Word for word, retype the tail of the data below, starting with the line that has "Target: the wood grain surface" and including the last line.

────────────────

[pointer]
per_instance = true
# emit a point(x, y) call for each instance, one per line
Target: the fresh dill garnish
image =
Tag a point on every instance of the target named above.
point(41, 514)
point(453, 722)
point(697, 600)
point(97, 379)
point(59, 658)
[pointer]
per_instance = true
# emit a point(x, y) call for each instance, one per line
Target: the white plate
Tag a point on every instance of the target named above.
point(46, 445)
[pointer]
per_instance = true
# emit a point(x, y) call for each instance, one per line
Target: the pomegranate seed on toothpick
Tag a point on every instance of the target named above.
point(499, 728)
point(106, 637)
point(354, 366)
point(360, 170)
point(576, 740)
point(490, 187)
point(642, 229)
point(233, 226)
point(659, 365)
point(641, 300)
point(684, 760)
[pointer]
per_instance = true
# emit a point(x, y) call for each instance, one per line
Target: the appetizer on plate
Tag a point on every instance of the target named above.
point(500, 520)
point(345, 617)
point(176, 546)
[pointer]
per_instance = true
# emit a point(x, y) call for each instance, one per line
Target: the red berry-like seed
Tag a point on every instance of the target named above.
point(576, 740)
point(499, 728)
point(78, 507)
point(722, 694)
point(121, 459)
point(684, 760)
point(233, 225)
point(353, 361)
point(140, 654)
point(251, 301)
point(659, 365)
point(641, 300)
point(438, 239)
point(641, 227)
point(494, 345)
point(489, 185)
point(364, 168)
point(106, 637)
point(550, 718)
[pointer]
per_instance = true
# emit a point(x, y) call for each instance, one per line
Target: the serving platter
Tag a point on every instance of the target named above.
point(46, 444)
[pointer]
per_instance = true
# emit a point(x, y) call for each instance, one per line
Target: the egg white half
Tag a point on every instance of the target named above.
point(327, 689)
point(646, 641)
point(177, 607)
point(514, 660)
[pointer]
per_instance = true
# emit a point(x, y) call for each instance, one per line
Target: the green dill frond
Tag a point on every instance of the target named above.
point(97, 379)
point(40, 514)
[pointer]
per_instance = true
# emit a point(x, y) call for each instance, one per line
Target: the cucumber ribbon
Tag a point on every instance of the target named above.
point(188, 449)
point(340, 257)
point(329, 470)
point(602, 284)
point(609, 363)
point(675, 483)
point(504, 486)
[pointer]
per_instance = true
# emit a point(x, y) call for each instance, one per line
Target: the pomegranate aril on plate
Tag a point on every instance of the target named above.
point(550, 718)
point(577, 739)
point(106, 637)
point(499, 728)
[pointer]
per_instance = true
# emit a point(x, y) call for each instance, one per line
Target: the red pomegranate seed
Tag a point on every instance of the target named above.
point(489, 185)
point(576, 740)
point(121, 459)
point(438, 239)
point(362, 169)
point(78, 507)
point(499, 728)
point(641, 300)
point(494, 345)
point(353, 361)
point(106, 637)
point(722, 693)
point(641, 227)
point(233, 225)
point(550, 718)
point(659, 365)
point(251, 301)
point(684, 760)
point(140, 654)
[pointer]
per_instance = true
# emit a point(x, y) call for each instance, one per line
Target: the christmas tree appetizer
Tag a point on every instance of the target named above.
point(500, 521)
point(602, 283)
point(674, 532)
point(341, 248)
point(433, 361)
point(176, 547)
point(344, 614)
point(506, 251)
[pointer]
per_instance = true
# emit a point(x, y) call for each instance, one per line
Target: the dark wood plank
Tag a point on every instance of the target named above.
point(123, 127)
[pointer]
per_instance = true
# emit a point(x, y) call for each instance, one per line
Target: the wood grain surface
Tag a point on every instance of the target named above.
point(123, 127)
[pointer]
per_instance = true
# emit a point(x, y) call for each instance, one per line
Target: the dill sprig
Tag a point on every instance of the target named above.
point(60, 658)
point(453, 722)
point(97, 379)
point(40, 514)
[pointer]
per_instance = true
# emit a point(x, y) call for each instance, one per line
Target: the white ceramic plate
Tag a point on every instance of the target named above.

────────────────

**Solution to this task**.
Target: the wood grain surface
Tag a point on every instance of the target named above.
point(123, 127)
[pointer]
per_instance = true
# emit a point(x, y) call for each instance, one per line
Target: the dill sprig
Tag a point on every instance of the target named above.
point(60, 658)
point(453, 722)
point(97, 379)
point(40, 514)
[pointer]
per_instance = true
# emit a point(x, y) call for each instance, one per line
Target: the white ceramic plate
Tag a point on every instance of the target named above.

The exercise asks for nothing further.